__課題__: 下の映画評から「金だけは持ってそうな婆さんの」から「うなれば前フリみたいなもの。」までを、「婆さん」を「老婦人」に差し替えて書き出してください。

アメリカ 1940
監督 アルフレッド・ヒッチコック
原作 ダフネ・デュ・モーリア

財産家な英国紳士の元へ後妻としてやってきた女の、予期せぬ災禍を描いたサスペンス。
ちなみに前半、ほぼサスペンス色はありません。
金だけは持ってそうな婆さんの身の回りの世話をして糊口をしのぐヒロインと、英国紳士マキシムとの出会い、恋心の芽生え、あれよあれよと結婚、の流れで尺が消費されてます。
なんだこの灰かぶり姫というか、プリティウーマン(1990)みたいな逆玉ラブロマンスは?!と最初ポカンとしたんですが、これはまあ言うなれば前フリみたいなもの。
スピード結婚を決めた割にはマキシムの態度がなんだか煮え切らないな・・と気づいた人だけが本題の演目をより楽しむことができるという仕組み。
マキシムが暮らす英国の豪邸へと、移住してから物語は加速します。
なんだかよくわからんが前妻を信奉にも近いレベルで敬愛し、ヒロインを見下す家政婦、屋敷中に残された前妻レベッカの意味不明な痕跡、育ちの違いから一向に屋敷での暮らしに馴染めぬ日々を過ごすうちにヒロインは、徐々にメンタルが不安定に。

__データ抜粋__:
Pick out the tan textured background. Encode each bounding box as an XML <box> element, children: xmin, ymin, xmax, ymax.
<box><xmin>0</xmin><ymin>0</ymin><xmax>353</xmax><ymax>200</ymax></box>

__解答例__:
金だけは持ってそうな老婦人の身の回りの世話をして糊口をしのぐヒロインと、英国紳士マキシムとの出会い、恋心の芽生え、あれよあれよと結婚、の流れで尺が消費されてます。
なんだこの灰かぶり姫というか、プリティウーマン(1990)みたいな逆玉ラブロマンスは?!と最初ポカンとしたんですが、これはまあ言うなれば前フリみたいなもの。